Jan. 4 (Bloomberg) -- Oil futures rose to the highest price since May for a second day as European Union governments moved closer to halting purchases from Iran.
Crude advanced for the ninth time in 11 days after the EU said foreign ministers intend to announce harsher sanctions on Iran’s energy and banking industries at their next meeting on Jan. 30. Iran has threatened to block the Strait of Hormuz, through which about 20 percent of the world’s oil flows out of the Persian Gulf, if its exports are restricted.
“Tightening the screws on Iran just makes more tension and more potential for them to shut the Strait of Hormuz,” said Tom Bentz, a director with BNP Paribas Prime Brokerage Inc. “If the Europeans stop buying Iranian oil, they still have to buy it from somewhere else, and it will tighten oil supply.”
Crude for February delivery rose 26 cents, or 0.3 percent, to $103.22 a barrel on the New York Mercantile Exchange, the highest settlement since May 10. Prices climbed 8.2 percent in 2011, the third straight annual gain.

^^^^^^^^^^^^^^^^

■ SET TASK 1:
Say whether each statement agrees with the oil price report. Answer yes or no, and quote the words of the report that decide it.
(a) The EU foreign ministers' next meeting is on Jan. 30.
(b) Crude for February delivery fell 26 cents.
(c) About 30 percent of the world's oil flows through the Strait of Hormuz.
■ SET TASK 2:
Answer these questions from the oil price report.
(a) Tom Bentz is a director with which company?
(b) By what percentage did prices climb in 2011?
(c) At what price per barrel did crude for February delivery settle?

[Entries pointing to named objects]
^^^^^^^^^^^^^^^^

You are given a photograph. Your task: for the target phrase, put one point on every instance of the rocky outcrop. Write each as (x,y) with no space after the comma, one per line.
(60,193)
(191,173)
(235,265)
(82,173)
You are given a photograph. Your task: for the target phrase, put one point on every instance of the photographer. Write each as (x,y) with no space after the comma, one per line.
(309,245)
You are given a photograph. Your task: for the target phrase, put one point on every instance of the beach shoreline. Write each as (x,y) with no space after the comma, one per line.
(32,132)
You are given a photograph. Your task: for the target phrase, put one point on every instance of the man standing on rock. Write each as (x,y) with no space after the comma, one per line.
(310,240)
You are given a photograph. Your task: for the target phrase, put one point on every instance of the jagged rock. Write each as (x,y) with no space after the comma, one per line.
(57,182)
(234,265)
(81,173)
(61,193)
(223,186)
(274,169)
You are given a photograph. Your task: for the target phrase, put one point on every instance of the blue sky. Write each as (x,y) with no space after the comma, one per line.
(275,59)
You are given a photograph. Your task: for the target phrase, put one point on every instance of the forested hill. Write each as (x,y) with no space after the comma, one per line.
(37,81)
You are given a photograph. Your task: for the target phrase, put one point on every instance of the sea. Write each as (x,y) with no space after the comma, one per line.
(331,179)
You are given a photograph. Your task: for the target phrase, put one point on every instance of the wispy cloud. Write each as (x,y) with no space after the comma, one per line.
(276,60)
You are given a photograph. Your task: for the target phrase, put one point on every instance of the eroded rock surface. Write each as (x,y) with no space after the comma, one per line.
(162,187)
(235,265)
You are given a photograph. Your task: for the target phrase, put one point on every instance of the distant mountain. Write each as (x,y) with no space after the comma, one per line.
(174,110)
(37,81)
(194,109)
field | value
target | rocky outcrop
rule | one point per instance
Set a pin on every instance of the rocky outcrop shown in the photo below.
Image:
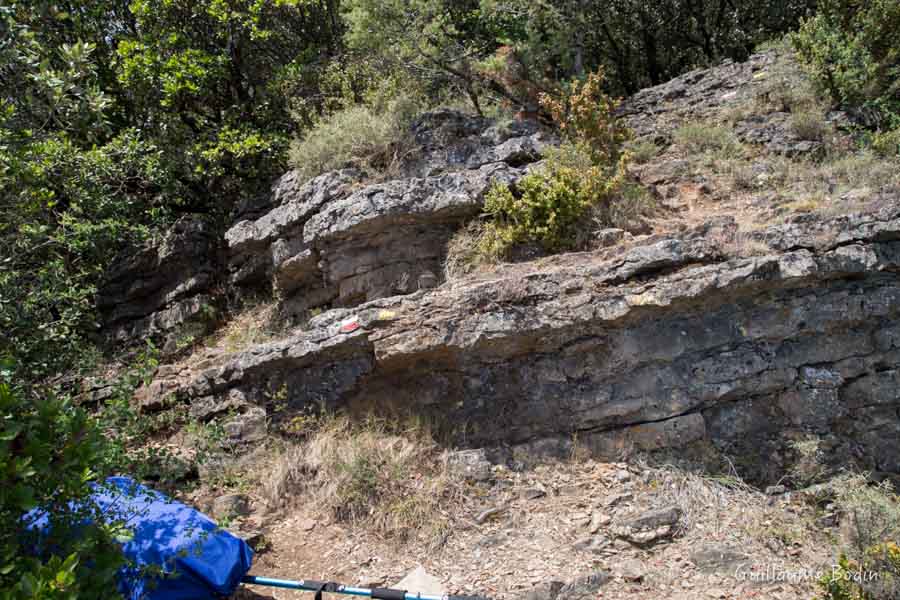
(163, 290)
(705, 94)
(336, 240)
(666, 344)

^^^^^^^^^^^^^^^^

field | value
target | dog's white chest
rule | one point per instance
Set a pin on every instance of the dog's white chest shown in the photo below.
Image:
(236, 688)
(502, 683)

^^^^^^^^^^^^^^^^

■ REPLY 1:
(a) Yes: "at their next meeting on Jan. 30"
(b) No: "Crude for February delivery rose 26 cents"
(c) No: "about 20 percent of the world’s oil flows out of the Persian Gulf"

■ REPLY 2:
(a) BNP Paribas Prime Brokerage Inc.
(b) 8.2 percent
(c) $103.22